- **Request a**
Rewrite the listing below from its first line down to and including the line containing "[20,74,31,93]", keeping every line and adding 117 to each box coordinate.

- **Document extract**
▶

Test case 1-1 had the simplest setup with a zero Rayleigh depolarization factor. The Stokes vectors at the bottom and TOA were calculated for solar zenith angles $\theta_{0}=$ 0^∘ and $\phi_{0}=$ 65^∘, respectively. The left plots shown in Figure 2 present the results calculated using POLDDA. The absolute errors and relative differences between POLDDA and RT3 compared to the MYSTIC model are shown. The $U$ -component is zero because the sun was located at the zenith. From Fig. 2, the relative differences by POLDDA are smaller than 0.1% for the $I$ -component, which is almost the same as that of RT3 in both the upward and downward directions. The related bias are almost less than 2% for the $Q$ -component at the top and bottom of the atmosphere using both POLDDA and RT3. In one point, the abnormally large related bias is shown at viewing azimuth angles of 180^∘ (top) and 0^∘ (bottom). It is because the values of $Q$ -component are unsuitable as a denominator for calculating relative error if they are near zero. From the absolute error figures, a large error does not exist, which is a good illustration. When we removed abnormally large relative differences from Fig.2, the relative difference plot was consistent with the absolute difference plot (as shown in Fig. 2). The same phenomenon also appeared in subsequent cases, but we did not remove the deviation again. The relative root mean square errors (RMSE) for all the test cases are listed in Table 1. We calculated the RMSE for the $I$ -component between MYSTIC and POLDDA or RT3 using RMSE= $\frac{\sqrt{\sum_{i=1}^{N}(I_{MYSTIC}^{i}-I_{o}^{i})^{2}}}{\sqrt{\sum_{i=1}^{N}(I_{MYSTIC}^{i})^{2}}}$ (where $I_{o}$ refers to the other models) for the radiation field including all down-and up-looking directions. The RMSEs of POLDDA and RT3 are 0.0177% for the $I$ -component and 0.0226% for the $Q$ -component, which also demonstrates the accuracy of POLDDA in this case.

◀

- **Request b**
Pick up the passage on test case 1-1 of the polarized radiative transfer model comparison after its final sentence and continue it.

- **Records supplied**
▶

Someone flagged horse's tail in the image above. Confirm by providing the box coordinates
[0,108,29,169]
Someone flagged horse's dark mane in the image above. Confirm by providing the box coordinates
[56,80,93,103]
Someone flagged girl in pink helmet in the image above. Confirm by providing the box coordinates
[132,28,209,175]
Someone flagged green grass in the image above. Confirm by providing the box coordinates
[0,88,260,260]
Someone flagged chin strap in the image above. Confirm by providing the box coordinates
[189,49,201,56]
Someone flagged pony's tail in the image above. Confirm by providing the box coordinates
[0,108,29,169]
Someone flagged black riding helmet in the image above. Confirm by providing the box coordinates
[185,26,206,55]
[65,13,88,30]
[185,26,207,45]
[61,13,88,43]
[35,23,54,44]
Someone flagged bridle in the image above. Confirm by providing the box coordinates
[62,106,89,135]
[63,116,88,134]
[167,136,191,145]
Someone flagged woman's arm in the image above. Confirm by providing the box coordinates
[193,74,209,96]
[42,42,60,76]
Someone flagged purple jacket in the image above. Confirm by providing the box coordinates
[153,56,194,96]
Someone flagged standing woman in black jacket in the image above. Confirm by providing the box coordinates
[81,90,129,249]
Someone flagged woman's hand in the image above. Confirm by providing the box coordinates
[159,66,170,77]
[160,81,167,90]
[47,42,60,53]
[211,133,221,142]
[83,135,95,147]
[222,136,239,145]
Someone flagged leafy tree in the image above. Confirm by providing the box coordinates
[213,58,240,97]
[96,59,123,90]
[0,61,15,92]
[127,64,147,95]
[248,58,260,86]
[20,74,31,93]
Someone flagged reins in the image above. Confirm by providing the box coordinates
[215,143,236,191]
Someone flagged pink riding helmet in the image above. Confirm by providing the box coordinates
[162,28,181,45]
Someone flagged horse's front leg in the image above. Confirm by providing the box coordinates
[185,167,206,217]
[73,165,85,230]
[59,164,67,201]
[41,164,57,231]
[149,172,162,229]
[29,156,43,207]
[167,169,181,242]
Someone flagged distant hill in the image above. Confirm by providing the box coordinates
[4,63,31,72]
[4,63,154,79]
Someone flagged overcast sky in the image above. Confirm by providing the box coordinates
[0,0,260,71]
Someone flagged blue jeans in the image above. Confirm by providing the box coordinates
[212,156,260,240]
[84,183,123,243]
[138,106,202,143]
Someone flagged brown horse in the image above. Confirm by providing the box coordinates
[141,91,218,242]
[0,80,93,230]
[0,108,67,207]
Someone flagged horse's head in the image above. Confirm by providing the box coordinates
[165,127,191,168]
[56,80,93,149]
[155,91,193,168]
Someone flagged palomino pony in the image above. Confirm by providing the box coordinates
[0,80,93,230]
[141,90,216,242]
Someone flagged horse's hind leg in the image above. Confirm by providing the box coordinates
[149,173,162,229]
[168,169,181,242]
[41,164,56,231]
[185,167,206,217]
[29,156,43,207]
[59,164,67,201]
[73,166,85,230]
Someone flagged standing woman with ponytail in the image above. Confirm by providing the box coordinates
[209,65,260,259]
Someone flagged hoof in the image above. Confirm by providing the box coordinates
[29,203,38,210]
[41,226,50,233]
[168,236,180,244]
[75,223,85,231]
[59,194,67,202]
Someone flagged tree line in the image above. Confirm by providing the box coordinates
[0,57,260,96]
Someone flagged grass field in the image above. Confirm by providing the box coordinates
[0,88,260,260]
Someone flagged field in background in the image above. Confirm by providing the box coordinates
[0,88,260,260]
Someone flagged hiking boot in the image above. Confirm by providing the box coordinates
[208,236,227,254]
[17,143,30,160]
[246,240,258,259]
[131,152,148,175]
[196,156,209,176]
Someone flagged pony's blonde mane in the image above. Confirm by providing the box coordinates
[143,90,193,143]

◀

- **Output a**
Someone flagged horse's tail in the image above. Confirm by providing the box coordinates
[117,225,146,286]
Someone flagged horse's dark mane in the image above. Confirm by providing the box coordinates
[173,197,210,220]
Someone flagged girl in pink helmet in the image above. Confirm by providing the box coordinates
[249,145,326,292]
Someone flagged green grass in the image above. Confirm by providing the box coordinates
[117,205,377,377]
Someone flagged chin strap in the image above. Confirm by providing the box coordinates
[306,166,318,173]
Someone flagged pony's tail in the image above. Confirm by providing the box coordinates
[117,225,146,286]
Someone flagged black riding helmet in the image above. Confirm by providing the box coordinates
[302,143,323,172]
[182,130,205,147]
[302,143,324,162]
[178,130,205,160]
[152,140,171,161]
Someone flagged bridle in the image above. Confirm by providing the box coordinates
[179,223,206,252]
[180,233,205,251]
[284,253,308,262]
Someone flagged woman's arm in the image above. Confirm by providing the box coordinates
[310,191,326,213]
[159,159,177,193]
Someone flagged purple jacket in the image above. Confirm by providing the box coordinates
[270,173,311,213]
Someone flagged standing woman in black jacket in the image above. Confirm by providing the box coordinates
[198,207,246,366]
Someone flagged woman's hand in the image above. Confirm by providing the box coordinates
[276,183,287,194]
[277,198,284,207]
[164,159,177,170]
[328,250,338,259]
[200,252,212,264]
[339,253,356,262]
Someone flagged leafy tree in the image above. Confirm by providing the box coordinates
[330,175,357,214]
[213,176,240,207]
[117,178,132,209]
[244,181,264,212]
[365,175,377,203]
[137,191,148,210]

- **Output b**
Test cases 1-2 and 1-3 consider two cases in which the depolarization factor is not zero; it is 0.03 in case 1-2 and 0.1 in case 1-3. The solar positions ( $\theta_{0}=$ 30^∘, $\phi_{0}$ =65^∘) are the same in cases 1-2 and 1-3. The $U$ -component is nonzero because the solar zenith angle is not zero. Figures 3 and 4 present the Stokes vector results at the TOA and bottom, respectively. We show the relative bias, and as shown in Fig. 3, the relative bias for the $I$ -component of POLDDA is between -0.05% and 0.05%. The largest bias of the $Q$ -component reached a high of 2%, ranging from 120^∘-150^∘ and near 170^∘ and 285^∘ viewing azimuth angles, for both POLDDA and RT3. The $U$ -component calculated by POLDDA and RT3 did not show a significant difference, except near viewing azimuth angles of 0^∘ and 180^∘ owing to the $U$ -component near zero. The large bias of the $I$ , $Q$ , and $U$ components yielded by POLDDA at the bottom (Fig. 4) is almost the same as that of RT3. For Case 1-2, the RMSEs of POLDDA were close to those of RT3 (Table 1).

In Case 1-3, although the value of the depolarization factor increased, the bias of POLDDA (Figures 5 and 6) also differed slightly from that of RT3. The RMSE of POLDDA are 0.0166%, 0.025%, and 0.0229% (Table 1) for the $I$ -, $Q$ -, and $U$ -components, respectively, which are similar to those of RT3.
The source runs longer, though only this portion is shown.